Task objective: Starting at the line that contains "Can you see the rear wheel?" and stopping after the last line, set down the listing exactly as it is. Add nothing.
[Start of Attachment]
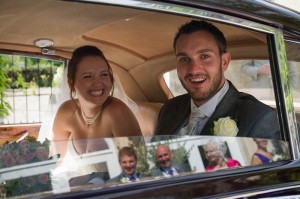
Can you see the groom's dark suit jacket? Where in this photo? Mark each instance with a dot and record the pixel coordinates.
(254, 119)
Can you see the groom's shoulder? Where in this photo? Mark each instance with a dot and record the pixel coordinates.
(178, 99)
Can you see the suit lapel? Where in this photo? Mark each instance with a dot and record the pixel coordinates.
(225, 108)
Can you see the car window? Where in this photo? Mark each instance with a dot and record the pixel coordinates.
(29, 166)
(30, 87)
(294, 74)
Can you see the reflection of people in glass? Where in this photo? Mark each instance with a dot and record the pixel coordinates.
(215, 152)
(166, 167)
(261, 155)
(128, 162)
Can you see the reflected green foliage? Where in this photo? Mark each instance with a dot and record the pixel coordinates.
(5, 107)
(24, 152)
(284, 71)
(141, 150)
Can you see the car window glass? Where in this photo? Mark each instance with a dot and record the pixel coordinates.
(27, 169)
(292, 49)
(30, 84)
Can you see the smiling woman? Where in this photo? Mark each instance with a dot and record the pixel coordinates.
(121, 94)
(94, 112)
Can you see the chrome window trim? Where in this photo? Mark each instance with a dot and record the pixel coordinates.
(239, 22)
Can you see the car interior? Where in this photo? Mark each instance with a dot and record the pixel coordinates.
(138, 44)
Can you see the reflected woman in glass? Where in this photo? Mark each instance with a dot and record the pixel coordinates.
(262, 155)
(215, 152)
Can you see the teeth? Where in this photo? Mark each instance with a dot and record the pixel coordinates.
(96, 93)
(199, 79)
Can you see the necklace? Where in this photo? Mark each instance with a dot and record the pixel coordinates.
(90, 120)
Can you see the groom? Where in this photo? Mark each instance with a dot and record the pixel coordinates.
(202, 59)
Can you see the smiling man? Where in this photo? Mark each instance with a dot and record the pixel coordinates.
(128, 163)
(202, 59)
(166, 167)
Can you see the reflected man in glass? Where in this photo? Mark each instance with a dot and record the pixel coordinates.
(166, 167)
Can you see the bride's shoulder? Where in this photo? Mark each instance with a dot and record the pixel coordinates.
(115, 104)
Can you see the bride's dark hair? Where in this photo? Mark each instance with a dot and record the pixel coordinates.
(77, 56)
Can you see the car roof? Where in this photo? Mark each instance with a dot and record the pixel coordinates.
(135, 41)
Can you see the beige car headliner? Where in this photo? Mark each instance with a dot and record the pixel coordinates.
(137, 43)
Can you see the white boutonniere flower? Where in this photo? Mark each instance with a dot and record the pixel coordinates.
(225, 127)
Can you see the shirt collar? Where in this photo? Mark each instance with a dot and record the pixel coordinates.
(209, 107)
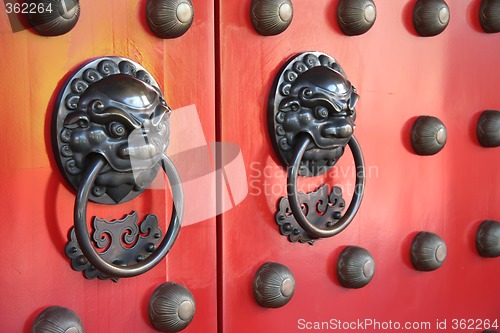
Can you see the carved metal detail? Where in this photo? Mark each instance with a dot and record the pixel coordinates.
(56, 319)
(355, 267)
(169, 18)
(171, 307)
(489, 16)
(430, 17)
(355, 17)
(428, 135)
(312, 96)
(323, 209)
(102, 110)
(311, 116)
(428, 251)
(271, 17)
(110, 132)
(123, 243)
(488, 129)
(488, 239)
(57, 17)
(274, 285)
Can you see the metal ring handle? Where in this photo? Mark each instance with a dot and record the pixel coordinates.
(83, 236)
(293, 194)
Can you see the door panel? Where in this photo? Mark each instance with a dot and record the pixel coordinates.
(399, 76)
(37, 205)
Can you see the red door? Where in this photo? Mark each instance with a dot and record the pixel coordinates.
(399, 75)
(37, 204)
(223, 71)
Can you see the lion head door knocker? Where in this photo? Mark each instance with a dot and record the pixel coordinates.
(311, 119)
(110, 132)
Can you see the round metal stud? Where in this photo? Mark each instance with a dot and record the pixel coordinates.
(355, 17)
(355, 267)
(428, 251)
(488, 239)
(171, 307)
(271, 17)
(169, 18)
(489, 15)
(488, 129)
(428, 135)
(56, 319)
(53, 17)
(430, 17)
(273, 285)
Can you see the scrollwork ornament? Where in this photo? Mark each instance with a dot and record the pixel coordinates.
(323, 207)
(130, 243)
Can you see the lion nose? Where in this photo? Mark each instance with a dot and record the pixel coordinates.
(141, 152)
(338, 131)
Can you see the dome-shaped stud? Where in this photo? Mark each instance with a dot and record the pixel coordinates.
(169, 18)
(488, 129)
(271, 17)
(171, 307)
(355, 17)
(355, 267)
(57, 17)
(489, 15)
(428, 251)
(428, 136)
(430, 17)
(56, 319)
(273, 285)
(488, 239)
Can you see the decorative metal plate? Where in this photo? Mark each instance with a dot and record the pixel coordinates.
(124, 243)
(302, 86)
(322, 208)
(67, 107)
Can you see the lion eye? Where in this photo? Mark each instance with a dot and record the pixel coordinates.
(117, 130)
(321, 112)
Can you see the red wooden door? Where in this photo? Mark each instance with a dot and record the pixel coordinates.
(399, 76)
(36, 204)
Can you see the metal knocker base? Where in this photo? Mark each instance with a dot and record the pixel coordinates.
(306, 217)
(311, 115)
(109, 135)
(122, 261)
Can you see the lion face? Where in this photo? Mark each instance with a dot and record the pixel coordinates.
(125, 120)
(321, 104)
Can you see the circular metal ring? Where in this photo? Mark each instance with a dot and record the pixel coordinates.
(83, 237)
(293, 194)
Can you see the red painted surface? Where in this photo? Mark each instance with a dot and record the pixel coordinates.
(36, 205)
(453, 76)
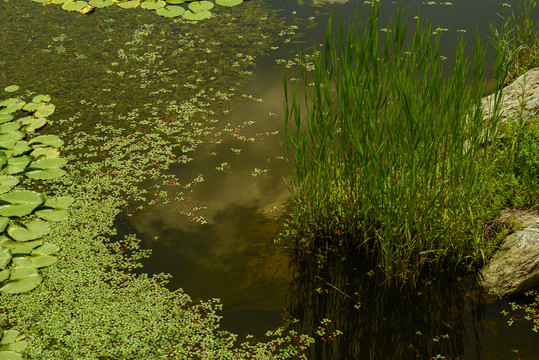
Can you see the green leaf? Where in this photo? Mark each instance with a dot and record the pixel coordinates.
(9, 128)
(22, 285)
(41, 98)
(228, 2)
(43, 261)
(170, 11)
(3, 224)
(7, 183)
(101, 3)
(46, 174)
(10, 355)
(52, 214)
(43, 164)
(128, 4)
(46, 140)
(200, 6)
(5, 257)
(28, 230)
(48, 109)
(46, 249)
(32, 106)
(17, 164)
(62, 202)
(4, 275)
(45, 152)
(5, 118)
(153, 5)
(11, 88)
(22, 271)
(196, 16)
(20, 248)
(21, 148)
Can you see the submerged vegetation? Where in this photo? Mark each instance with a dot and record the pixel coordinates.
(391, 154)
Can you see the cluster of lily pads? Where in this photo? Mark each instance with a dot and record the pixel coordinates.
(25, 214)
(196, 10)
(12, 344)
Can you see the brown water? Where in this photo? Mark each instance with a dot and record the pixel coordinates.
(234, 256)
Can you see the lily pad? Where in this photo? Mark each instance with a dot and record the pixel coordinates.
(7, 183)
(28, 230)
(153, 5)
(46, 174)
(22, 271)
(43, 261)
(20, 203)
(20, 248)
(46, 152)
(48, 109)
(21, 148)
(200, 6)
(43, 164)
(128, 4)
(46, 140)
(170, 11)
(32, 106)
(16, 164)
(22, 285)
(9, 128)
(101, 3)
(5, 118)
(228, 2)
(11, 88)
(196, 16)
(4, 275)
(41, 98)
(46, 249)
(74, 6)
(3, 224)
(5, 257)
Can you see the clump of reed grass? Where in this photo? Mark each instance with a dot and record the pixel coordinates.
(388, 152)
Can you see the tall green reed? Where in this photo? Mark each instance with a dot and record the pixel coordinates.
(388, 153)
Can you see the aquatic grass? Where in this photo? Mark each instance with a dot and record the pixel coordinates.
(388, 150)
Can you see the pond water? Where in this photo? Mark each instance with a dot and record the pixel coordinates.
(132, 71)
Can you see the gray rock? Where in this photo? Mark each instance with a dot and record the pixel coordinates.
(520, 98)
(514, 268)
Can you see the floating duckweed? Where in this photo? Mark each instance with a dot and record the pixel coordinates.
(153, 5)
(200, 6)
(170, 11)
(11, 88)
(228, 2)
(196, 16)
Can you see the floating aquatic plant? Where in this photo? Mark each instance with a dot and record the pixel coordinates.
(22, 251)
(197, 10)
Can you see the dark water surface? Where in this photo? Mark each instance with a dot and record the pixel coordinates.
(225, 248)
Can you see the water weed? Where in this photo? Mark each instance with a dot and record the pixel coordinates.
(390, 154)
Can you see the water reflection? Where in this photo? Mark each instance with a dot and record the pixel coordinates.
(442, 317)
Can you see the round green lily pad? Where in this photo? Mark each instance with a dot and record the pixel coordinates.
(28, 230)
(5, 118)
(153, 5)
(128, 4)
(196, 16)
(200, 6)
(170, 11)
(11, 88)
(22, 285)
(101, 3)
(228, 2)
(41, 98)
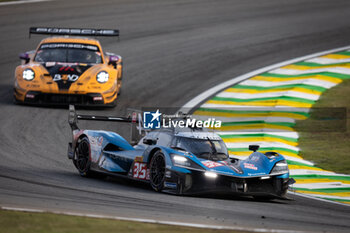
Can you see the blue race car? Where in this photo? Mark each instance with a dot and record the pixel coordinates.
(177, 160)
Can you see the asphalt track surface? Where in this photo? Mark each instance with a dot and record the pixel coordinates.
(173, 51)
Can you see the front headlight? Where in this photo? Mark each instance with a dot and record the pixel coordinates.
(182, 161)
(28, 74)
(280, 168)
(102, 77)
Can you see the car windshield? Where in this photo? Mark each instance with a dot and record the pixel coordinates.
(203, 148)
(68, 53)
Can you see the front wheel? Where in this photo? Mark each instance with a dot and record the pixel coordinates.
(157, 171)
(81, 158)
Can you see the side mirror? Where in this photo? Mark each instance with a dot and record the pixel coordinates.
(25, 57)
(254, 147)
(149, 141)
(113, 60)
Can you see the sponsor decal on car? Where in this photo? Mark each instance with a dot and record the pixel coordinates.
(212, 164)
(140, 171)
(170, 185)
(250, 166)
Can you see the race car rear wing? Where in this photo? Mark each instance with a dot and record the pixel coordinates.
(73, 118)
(73, 31)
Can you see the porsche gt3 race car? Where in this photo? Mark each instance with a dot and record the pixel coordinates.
(177, 160)
(66, 69)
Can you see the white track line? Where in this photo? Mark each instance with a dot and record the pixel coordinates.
(212, 91)
(21, 2)
(149, 220)
(193, 103)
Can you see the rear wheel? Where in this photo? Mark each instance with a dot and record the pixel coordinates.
(157, 171)
(82, 159)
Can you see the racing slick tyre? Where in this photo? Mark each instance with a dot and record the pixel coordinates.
(157, 171)
(82, 160)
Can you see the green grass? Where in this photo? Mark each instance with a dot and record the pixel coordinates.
(324, 137)
(18, 222)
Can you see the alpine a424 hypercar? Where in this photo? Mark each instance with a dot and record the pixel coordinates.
(177, 160)
(65, 69)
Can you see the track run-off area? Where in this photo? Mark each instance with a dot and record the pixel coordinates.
(264, 108)
(173, 50)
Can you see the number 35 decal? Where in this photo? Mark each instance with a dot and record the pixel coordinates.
(140, 171)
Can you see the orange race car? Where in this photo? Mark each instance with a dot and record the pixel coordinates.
(69, 70)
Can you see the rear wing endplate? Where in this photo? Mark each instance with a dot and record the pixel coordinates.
[End of Attachment]
Output of the exercise:
Can you see the rear wheel? Where in this photo? Mark each instance with a dot and record the pixel coordinates.
(157, 171)
(82, 159)
Can you see the racing slick tyre? Where in this photo? Mark each instance with a dot and record the pixel coordinates.
(157, 171)
(82, 160)
Can you see the green grass? Where in this photo? Mark each instance with a dot and record the pixel coordinates.
(324, 137)
(18, 222)
Can you see the alpine a424 hypercar? Where in this photo? Mark each instance with a dot and record the pixel coordinates.
(177, 160)
(65, 69)
Can you see the track run-off area? Where in this photo? Mark each instance with a dot and record the pixel coordinates.
(264, 108)
(173, 50)
Can you see the number 35 decal? Where in this photo? Mark each instance with a dot and record the pixel coordinates.
(140, 171)
Can you see the orange race car? Where in this photo? Mark each instance with a dot and record the pixel coordinates.
(69, 70)
Can you see the rear wing endplate? Where in this photo? Mark each instance with a dot and record the pixel coordinates.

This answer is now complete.